**Instructions for the task**:
Spot each line in the records below where the word "yellow" occurs, then copy it.

··· Provided entries ···

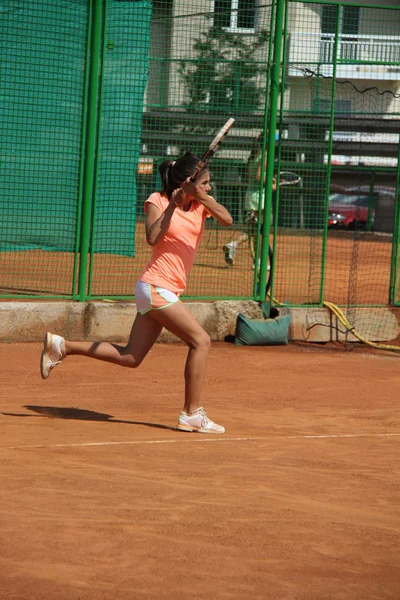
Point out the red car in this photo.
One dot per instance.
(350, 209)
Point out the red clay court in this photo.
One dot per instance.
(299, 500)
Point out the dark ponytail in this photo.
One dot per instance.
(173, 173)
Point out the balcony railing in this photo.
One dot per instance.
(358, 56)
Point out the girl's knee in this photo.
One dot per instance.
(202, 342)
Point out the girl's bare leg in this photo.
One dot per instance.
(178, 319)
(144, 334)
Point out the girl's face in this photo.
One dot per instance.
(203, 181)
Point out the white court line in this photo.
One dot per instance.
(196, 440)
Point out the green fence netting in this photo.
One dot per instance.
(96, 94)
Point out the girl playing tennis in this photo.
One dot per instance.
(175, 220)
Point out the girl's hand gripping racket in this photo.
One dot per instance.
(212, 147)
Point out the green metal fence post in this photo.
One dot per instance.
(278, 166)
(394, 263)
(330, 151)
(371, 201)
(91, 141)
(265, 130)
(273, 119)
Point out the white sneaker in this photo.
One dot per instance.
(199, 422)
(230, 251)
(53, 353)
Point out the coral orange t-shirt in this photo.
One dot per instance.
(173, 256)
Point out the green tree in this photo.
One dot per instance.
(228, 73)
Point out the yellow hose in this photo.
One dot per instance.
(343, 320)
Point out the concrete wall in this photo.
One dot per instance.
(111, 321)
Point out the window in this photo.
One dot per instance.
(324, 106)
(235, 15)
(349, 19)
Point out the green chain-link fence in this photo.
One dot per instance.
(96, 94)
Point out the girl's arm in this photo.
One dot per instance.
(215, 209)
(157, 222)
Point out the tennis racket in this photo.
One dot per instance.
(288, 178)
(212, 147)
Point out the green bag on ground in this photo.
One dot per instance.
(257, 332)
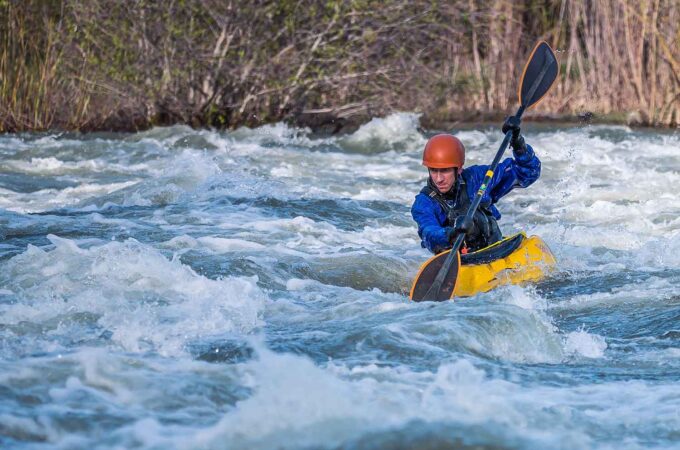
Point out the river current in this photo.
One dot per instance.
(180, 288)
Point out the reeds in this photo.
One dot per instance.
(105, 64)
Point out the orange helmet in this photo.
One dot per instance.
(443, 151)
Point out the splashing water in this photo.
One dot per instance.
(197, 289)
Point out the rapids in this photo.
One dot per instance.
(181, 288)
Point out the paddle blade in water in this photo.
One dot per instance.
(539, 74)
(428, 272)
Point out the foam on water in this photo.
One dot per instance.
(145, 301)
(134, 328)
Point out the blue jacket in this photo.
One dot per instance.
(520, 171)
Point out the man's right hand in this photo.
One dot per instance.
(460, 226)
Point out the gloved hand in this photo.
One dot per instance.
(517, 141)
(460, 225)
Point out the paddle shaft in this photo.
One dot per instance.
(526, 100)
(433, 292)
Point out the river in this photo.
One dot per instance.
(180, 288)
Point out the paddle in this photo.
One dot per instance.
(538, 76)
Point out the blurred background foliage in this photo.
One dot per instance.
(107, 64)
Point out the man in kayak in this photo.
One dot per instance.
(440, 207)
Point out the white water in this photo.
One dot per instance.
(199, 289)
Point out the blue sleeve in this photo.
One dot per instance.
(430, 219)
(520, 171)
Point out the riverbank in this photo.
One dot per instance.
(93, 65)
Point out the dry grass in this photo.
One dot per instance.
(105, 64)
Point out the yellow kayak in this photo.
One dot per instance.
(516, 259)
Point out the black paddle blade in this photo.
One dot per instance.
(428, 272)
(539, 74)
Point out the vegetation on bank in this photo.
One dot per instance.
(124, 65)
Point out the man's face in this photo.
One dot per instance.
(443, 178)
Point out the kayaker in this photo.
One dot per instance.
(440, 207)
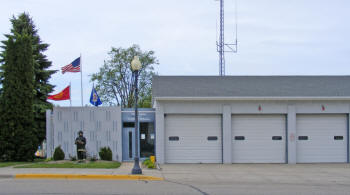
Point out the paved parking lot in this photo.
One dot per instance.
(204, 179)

···
··· Provided entries ···

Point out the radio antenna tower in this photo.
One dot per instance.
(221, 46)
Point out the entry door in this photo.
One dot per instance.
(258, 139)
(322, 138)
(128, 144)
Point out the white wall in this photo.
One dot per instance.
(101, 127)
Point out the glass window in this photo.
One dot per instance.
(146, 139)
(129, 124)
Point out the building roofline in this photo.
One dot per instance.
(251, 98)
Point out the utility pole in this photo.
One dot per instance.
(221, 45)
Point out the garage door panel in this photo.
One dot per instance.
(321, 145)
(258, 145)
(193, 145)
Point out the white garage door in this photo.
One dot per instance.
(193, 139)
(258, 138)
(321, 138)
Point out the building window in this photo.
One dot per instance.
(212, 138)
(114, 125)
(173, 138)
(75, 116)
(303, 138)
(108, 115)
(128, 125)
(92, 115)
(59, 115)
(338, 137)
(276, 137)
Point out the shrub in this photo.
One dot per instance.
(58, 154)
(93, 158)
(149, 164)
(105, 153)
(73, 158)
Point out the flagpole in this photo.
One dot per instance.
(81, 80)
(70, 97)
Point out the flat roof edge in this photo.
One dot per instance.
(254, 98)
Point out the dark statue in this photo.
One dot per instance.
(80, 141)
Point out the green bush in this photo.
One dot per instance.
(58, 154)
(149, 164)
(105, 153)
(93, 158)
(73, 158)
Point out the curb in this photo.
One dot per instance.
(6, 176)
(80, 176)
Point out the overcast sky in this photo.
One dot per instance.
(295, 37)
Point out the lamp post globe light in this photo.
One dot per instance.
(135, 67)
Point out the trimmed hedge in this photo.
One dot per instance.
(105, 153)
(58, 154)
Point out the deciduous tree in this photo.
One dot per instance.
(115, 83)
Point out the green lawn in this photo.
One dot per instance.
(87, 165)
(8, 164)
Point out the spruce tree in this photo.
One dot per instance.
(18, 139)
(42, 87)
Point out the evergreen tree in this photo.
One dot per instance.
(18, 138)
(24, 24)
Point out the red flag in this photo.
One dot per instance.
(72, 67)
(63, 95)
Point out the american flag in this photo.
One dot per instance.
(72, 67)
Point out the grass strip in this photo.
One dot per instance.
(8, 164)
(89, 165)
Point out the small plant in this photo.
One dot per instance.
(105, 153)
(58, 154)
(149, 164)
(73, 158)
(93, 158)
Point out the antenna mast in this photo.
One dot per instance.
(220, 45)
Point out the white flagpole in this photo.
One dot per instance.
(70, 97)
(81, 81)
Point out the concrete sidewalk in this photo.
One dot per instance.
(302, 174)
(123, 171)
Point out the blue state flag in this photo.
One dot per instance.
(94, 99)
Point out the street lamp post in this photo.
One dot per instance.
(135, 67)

···
··· Provided entries ···

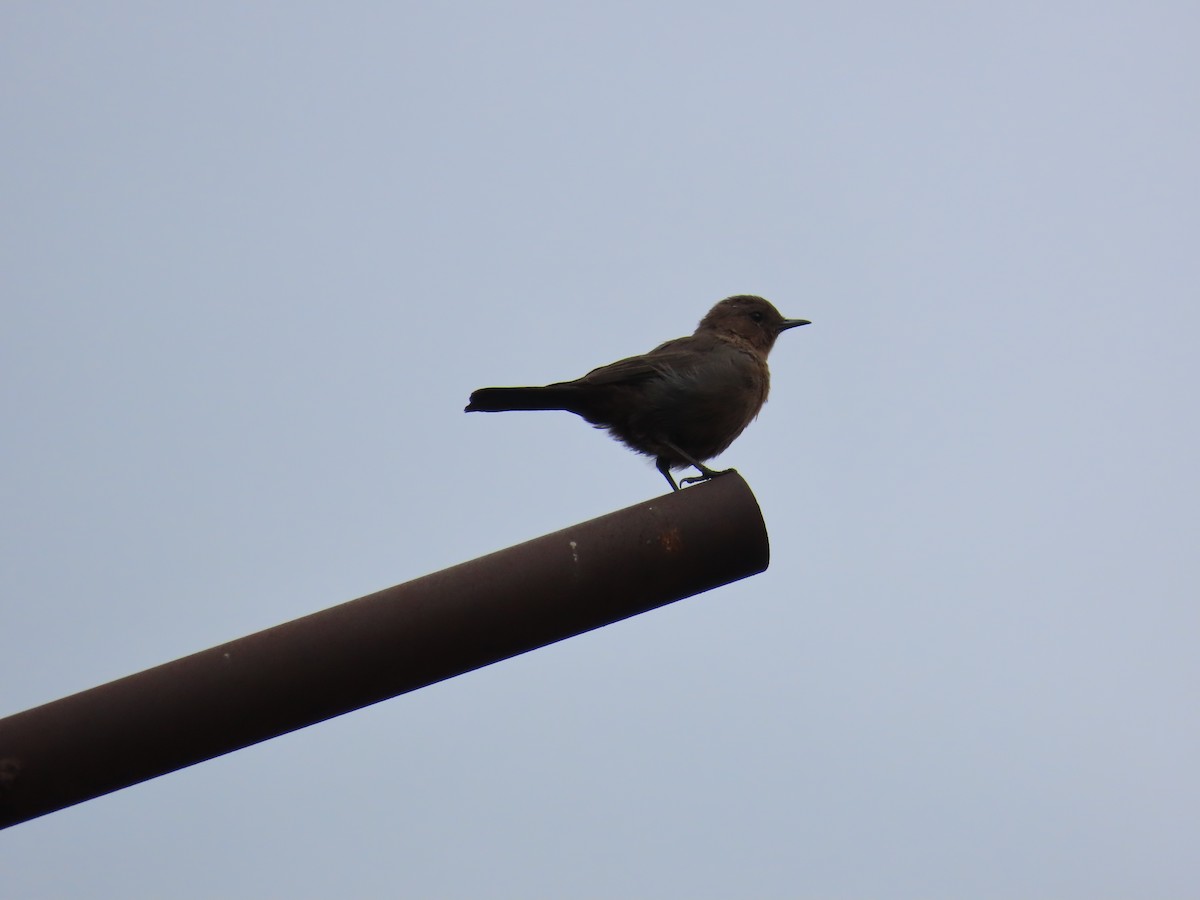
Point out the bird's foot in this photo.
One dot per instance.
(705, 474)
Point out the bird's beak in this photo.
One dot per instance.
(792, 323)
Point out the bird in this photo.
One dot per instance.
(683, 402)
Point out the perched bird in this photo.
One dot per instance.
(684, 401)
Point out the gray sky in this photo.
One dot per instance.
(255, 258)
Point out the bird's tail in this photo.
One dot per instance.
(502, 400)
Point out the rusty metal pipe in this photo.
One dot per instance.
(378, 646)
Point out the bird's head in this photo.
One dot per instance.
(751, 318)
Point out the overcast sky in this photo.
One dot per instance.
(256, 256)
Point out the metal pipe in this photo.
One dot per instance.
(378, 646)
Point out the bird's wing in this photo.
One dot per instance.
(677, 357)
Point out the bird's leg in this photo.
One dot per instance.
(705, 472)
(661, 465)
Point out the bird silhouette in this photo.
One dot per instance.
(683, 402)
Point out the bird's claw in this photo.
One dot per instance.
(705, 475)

···

**Completed task**:
Point out the yellow hose in this photo.
Point out the yellow kayak in this photo.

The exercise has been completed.